* **Consegne dell'esercizio**
1 > Nel brano sul furto dal furgone, quale corte rigetta l'obiezione della difesa?
2 > Ripeti parola per parola il passo del brano sul furto dal furgone che comincia con le parole "Pertanto, il giudice" e si chiude dopo "cosa all’interno dell’autoveicolo.".
3 > Traduci in inglese questa frase del brano sul furto dal furgone: "Pertanto, il giudice deve dare conto delle speciali ragioni che, in base alle circostanze concrete, hanno reso necessitata la custodia della cosa all’interno dell’autoveicolo."

* **Brano fornito**

-.-.-

Mentre un corriere era impegnato a consegnare della merce, l’imputata sottraeva due pacchi conservanti all’interno di un furgone in sosta.

Il fatto, integrante il reato di furto, è aggravato dall’esposizione della merce a pubblica fede.

La difesa dell’imputato sottolineava che il corriere era tenuto alla custodia dei beni e aveva il dovere di chiudere il portellone del mezzo dove venivano custoditi gli oggetti ma la Corte di cassazione rigetta l’obiezione.

Secondo la giurisprudenza, “in tema di reati contro il patrimonio, il furto di oggetti che si trovino all’interno di un’autovettura parcheggiata sulla pubblica via deve considerarsi aggravato” quando si tratti di oggetti costituenti parte integrante del veicolo, mentre quando il furto concerna “oggetti solo temporaneamente o occasionalmente lasciati nell’auto”, ai fini della sussistenza dell’aggravante, deve ricorrere una situazione contingente di necessità, “tale da indurre il possessore a confidare nella buona fede dei consociati e nel rispetto delle cose altrui che dagli stessi è lecito pretendere, necessità da intendersi in senso relativo e non assoluto che comprende ogni apprezzabile esigenza di condotta imposta da particolari situazioni, in contrapposizione agli opposti concetti di comodità e di trascuratezza nella vigilanza”.

Pertanto, il giudice deve dare conto delle speciali ragioni che, in base alle circostanze concrete, hanno reso necessitata la custodia della cosa all’interno dell’autoveicolo.

Quanto alle ipotesi di merci riposte all’interno di veicoli od oggetto di operazioni di scarico, si è affermato che per ritenere configurata l’aggravante “devono intendersi esposte per necessità e consuetudine alla pubblica fede anche le cose ingombranti o pesanti che la vittima abbia temporaneamente lasciate in un’autovettura parcheggiata sulla pubblica strada, per attendere ad altre incombenze”, e che “il requisito della esposizione per necessità richiede che sia puntualmente accertata in concreto la sussistenza di una situazione determinata da impellenti e non differibili esigenze che abbiano impedito alla persona offesa di portare con sé o custodire più adeguatamente la res furtiva”.

-.-.-

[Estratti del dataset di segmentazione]

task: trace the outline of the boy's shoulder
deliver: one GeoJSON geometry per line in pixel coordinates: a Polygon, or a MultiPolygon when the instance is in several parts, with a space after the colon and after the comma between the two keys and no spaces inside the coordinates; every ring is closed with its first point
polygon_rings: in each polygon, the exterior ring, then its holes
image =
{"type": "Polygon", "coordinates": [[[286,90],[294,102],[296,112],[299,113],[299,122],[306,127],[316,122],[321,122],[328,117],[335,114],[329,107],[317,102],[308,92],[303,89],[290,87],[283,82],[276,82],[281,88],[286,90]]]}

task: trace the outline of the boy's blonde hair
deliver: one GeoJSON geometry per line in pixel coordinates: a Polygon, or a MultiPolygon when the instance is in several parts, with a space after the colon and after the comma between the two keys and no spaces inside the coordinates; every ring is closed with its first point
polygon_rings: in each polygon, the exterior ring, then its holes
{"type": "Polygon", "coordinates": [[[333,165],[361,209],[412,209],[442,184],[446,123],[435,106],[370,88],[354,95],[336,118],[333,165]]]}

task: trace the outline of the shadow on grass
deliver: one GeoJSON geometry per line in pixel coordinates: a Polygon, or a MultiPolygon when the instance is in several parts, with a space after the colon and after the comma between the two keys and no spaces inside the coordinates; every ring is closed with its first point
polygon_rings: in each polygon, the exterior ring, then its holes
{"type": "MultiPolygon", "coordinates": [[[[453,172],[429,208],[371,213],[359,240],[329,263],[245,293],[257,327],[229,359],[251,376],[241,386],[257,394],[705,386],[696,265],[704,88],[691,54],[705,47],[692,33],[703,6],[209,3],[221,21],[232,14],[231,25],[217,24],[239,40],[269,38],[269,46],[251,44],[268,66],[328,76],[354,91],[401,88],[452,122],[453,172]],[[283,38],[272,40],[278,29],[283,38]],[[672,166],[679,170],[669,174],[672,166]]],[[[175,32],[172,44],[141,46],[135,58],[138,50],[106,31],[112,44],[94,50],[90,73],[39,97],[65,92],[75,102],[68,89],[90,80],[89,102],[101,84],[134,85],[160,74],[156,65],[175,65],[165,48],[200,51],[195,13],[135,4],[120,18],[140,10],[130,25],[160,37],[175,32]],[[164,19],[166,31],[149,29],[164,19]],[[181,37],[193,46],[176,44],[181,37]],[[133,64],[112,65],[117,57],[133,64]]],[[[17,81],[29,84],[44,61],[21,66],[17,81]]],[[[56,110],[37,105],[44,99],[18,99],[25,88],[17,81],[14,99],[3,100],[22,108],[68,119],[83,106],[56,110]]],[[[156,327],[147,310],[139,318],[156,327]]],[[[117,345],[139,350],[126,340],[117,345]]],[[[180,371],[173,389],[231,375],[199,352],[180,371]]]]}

-.-.-

* **Soluzioni per compito**
1 > La Corte di cassazione.

2 >
Pertanto, il giudice deve dare conto delle speciali ragioni che, in base alle circostanze concrete, hanno reso necessitata la custodia della cosa all’interno dell’autoveicolo.

3 > Therefore, the judge must account for the special reasons that, based on the concrete circumstances, made it necessary to keep the item inside the vehicle.